PROVIDED RECORDS Start Marker

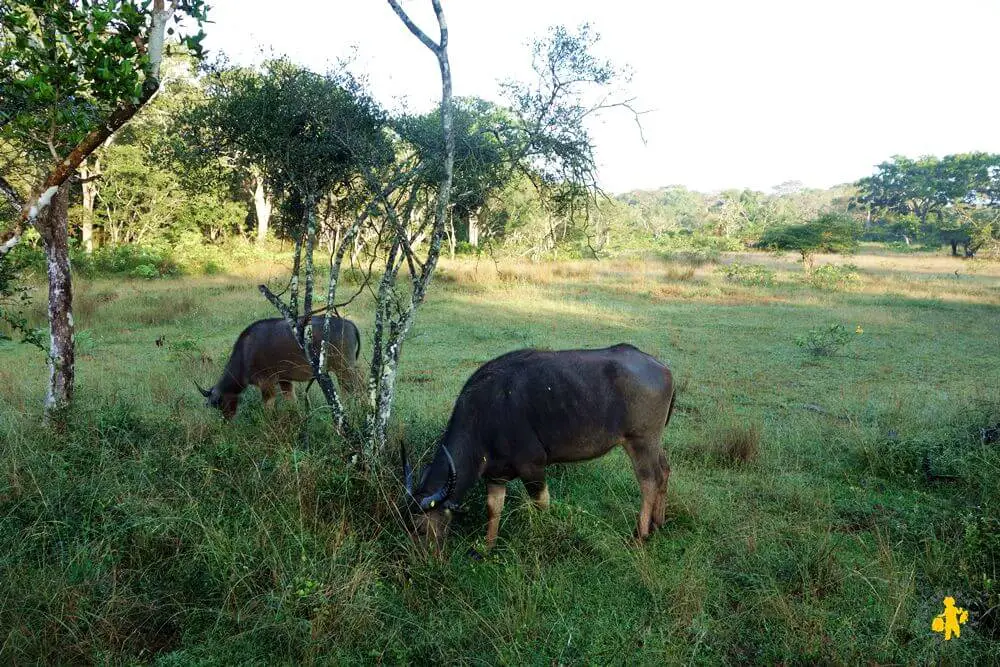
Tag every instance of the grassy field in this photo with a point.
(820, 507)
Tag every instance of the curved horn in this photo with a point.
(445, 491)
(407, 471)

PROVIDED RECORDS End Marker
PROVIDED RECORDS Start Marker

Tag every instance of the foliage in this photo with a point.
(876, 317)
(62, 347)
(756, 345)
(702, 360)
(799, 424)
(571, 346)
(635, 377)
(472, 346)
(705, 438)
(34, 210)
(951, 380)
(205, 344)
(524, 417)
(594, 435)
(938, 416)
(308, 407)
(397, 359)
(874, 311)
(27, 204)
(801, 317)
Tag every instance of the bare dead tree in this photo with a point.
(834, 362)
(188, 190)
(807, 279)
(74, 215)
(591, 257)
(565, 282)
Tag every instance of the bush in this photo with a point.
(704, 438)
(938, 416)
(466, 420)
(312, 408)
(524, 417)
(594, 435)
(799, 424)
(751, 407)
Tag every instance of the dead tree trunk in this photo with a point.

PROVIDED RECORDS End Marker
PROVIDED RECORDS Start Marker

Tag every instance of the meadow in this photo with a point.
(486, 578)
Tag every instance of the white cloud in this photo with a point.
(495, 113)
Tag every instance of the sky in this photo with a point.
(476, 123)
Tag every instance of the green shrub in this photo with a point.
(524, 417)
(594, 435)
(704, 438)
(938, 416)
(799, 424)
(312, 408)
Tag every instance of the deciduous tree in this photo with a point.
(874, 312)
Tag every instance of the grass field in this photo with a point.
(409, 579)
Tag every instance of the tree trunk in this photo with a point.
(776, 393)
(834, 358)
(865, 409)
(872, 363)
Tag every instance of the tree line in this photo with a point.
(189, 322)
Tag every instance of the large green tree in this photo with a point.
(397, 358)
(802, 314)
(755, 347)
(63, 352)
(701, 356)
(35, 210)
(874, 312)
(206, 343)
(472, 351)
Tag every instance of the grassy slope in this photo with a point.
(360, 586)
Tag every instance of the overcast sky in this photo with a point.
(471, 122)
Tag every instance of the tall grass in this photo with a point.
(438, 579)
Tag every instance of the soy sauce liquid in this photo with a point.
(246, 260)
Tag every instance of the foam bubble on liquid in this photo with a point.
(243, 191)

PROVIDED RECORDS End Marker

YOUR OBJECTIVE: One stretch of the lines above is wanted, from the line that contains "Tag every instance of the foliage" through the line that contains "Tag every instance of the dead". Output it exactly.

ANSWER AREA:
Tag every instance of the foliage in this photo with a point.
(876, 317)
(62, 347)
(756, 345)
(702, 360)
(799, 424)
(571, 346)
(635, 377)
(472, 346)
(705, 438)
(34, 210)
(951, 380)
(205, 344)
(524, 417)
(594, 435)
(938, 416)
(308, 407)
(397, 359)
(874, 311)
(27, 204)
(801, 317)
Tag every instance of the bare dead tree in this photo with a point.
(834, 362)
(188, 190)
(807, 279)
(74, 215)
(591, 257)
(565, 282)
Tag every instance of the bush in this photo with a point.
(704, 438)
(938, 416)
(466, 420)
(312, 408)
(524, 417)
(594, 435)
(799, 424)
(751, 407)
Tag every instance of the dead tree trunk in this photo with a point.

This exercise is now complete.